(Short task 1):
Decide whether each statement below agrees with the settlement order. For each, answer yes or no and quote the exact words of the order that settle it.
(a) The fairness hearing is set for November 12, 2020 at 9:30 a.m.
(b) The Joint Motion for Telephonic Status Conference is granted.
(c) A class member may withdraw an objection without the Court's approval.

— start Source excerpt —

III. NOTICE OF CLASS ACTION SETTLEMENT
The parties have stipulated to a "Notice of Class Action Settlement" form, the revised version of which is attached as an exhibit to this Order. The Court has reviewed the notice and finds it appropriate. In addition, the Court finds that the procedures for notifying potential members of this collective action and Settlement Agreement set forth in the "Notice of Class Action Settlement" are satisfactory.
IV. CONCLUSION
The Court hereby FINDS and ORDERS as follows:
1. The Joint Motion for Preliminary Approval of the Parties Settlement (ECF No. 54) is GRANTED;
2. The Court CERTIFIES a class with the following definition: "Delivery Drivers employed by Defendants between April 20, 2015 and August 6, 2020, who have not previously opted-in this matter."
3. The Settlement Agreement (ECF No. 54-1) is PRELIMINARILY APPROVED as fair and reasonable;
4. The revised proposed class notice as modified by the parties is APPROVED, and is attached as an exhibit to this Order;
5. The Joint Motion for Telephonic Status Conference (ECF No. 61) is DENIED AS MOOT;
6. The Settlement Administrator, agreed to be the Parties pursuant to the terms of the Settlement Agreement, shall complete distribution of the Court-approved notice to all Class Members by August 16, 2020. Further, within three days of completing the distribution, McKeon SHALL FILE a Notice of Completion of Mailing notifying the Court when the mailing has been completed;
7. The mailing of the class notice form will commence a 60-day notice period and any objections to the Settlement Agreement must be post-marked or received by the Settlement Administrator no later than October 15, 2020;
8. Settlement Class members who wish to join the collective action must sign and submit the Claim Form attached to the Notice of Class Action settlement by October 15, 2020;
9. Settlement Class members who wish to be excluded from the collective action must provide written notice of their desire to be excluded to the Settlement Administrator by October 15, 2020;
10. Settlement Class members wishing to object to the Court's approval of the Settlement Agreement shall file their objection in writing with the Court and the parties by October 15, 2020. The parties' counsel shall promptly file any such objection with the Court. Counsel for the parties may file a response to any objections filed as part of, or contemporaneous with, the parties' application for final settlement approval. Plaintiff's counsel may communicate with Settlement Class members regarding their objections and may advise the Court of any Settlement Class members who have communicated that they wish to withdraw their objections. Objections may be withdrawn only with the Court's approval;
11. The parties' motion seeking final approval of the settlement, including counsel's final request for attorneys' fees and costs, and any incorporated responses to objections received, shall by filed with the Court and served on any timely objectors no later than October 22, 2020, 21 days before the fairness hearing. Any written responses to this motion shall be filed with the Court no later than October 29, 2020, 14 days before the fairness hearing. These deadlines for Court filings do not alter the obligation to comply with the 60-day period for submitting any written objections, as set out above;
12. A fairness hearing is scheduled for November 12, 2020 at 9:30 a.m. at the United States District Court for the District of Colorado, Alfred A. Arraj Building, 901 19th Street, Denver, Colorado 80294-3589, in Courtroom A801 to determine whether the Court will give final approval to the Settlement Agreement; and
13. Any class member who has submitted an objection in writing within the 60-day period set forth above may appear at the fairness hearing and be heard as to why the Settlement Agreement should not be approved as fair, reasonable, and adequate; why a judgment should not be entered upon the settlement; or why attorneys' fees and expenses should not be awarded to class counsel. Any class member who fails to object or otherwise request to be heard will be deemed to have waived the right to object to the settlement.

— end Source excerpt —
— start Data shown —

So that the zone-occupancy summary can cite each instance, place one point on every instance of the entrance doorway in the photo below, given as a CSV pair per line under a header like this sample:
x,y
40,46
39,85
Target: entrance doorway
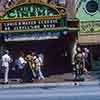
x,y
57,53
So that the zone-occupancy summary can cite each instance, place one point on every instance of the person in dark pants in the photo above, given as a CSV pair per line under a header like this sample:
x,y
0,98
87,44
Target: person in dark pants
x,y
79,64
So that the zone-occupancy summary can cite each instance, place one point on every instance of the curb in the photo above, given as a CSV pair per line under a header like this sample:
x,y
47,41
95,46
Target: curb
x,y
47,85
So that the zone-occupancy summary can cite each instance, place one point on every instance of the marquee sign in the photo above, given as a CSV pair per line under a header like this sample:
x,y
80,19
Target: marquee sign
x,y
35,21
30,10
90,26
30,24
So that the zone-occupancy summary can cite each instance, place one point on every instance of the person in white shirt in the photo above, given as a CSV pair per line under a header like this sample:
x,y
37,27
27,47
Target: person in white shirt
x,y
6,59
39,61
21,62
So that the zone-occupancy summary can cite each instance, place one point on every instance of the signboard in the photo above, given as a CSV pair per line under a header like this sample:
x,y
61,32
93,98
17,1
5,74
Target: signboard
x,y
32,36
90,26
32,17
29,10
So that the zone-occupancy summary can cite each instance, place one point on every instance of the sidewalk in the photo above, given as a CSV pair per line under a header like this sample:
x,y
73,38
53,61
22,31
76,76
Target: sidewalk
x,y
65,79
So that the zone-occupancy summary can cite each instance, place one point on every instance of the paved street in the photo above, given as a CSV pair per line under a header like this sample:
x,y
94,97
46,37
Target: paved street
x,y
51,93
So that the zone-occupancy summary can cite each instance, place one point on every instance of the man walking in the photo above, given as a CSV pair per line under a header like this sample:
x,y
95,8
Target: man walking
x,y
6,59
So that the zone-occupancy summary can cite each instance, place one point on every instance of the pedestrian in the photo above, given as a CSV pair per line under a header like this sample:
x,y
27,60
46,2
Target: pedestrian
x,y
79,64
31,65
86,58
21,64
6,60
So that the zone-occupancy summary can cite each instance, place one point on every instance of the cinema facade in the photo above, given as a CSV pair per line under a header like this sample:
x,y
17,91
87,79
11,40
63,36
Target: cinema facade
x,y
44,28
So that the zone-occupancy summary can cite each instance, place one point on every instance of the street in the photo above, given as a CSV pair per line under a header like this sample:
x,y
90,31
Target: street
x,y
51,93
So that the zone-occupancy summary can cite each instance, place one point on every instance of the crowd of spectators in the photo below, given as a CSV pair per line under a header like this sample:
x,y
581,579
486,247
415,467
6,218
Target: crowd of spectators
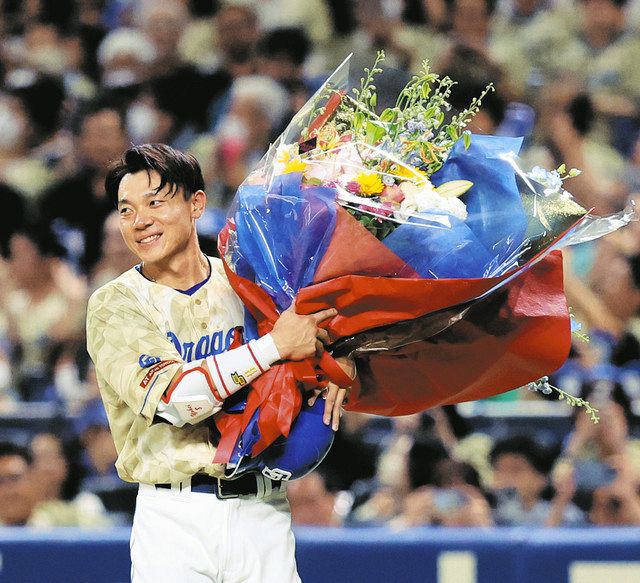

— end Data shown —

(Short task 2): Report how many lines of the rows above contain the string "doorway". Case counts, and the answer should be the number alone.

(Worked answer 1):
(a) Yes: "A fairness hearing is scheduled for November 12, 2020 at 9:30 a.m."
(b) No: "The Joint Motion for Telephonic Status Conference (ECF No. 61) is DENIED AS MOOT"
(c) No: "Objections may be withdrawn only with the Court's approval"

(Worked answer 2): 2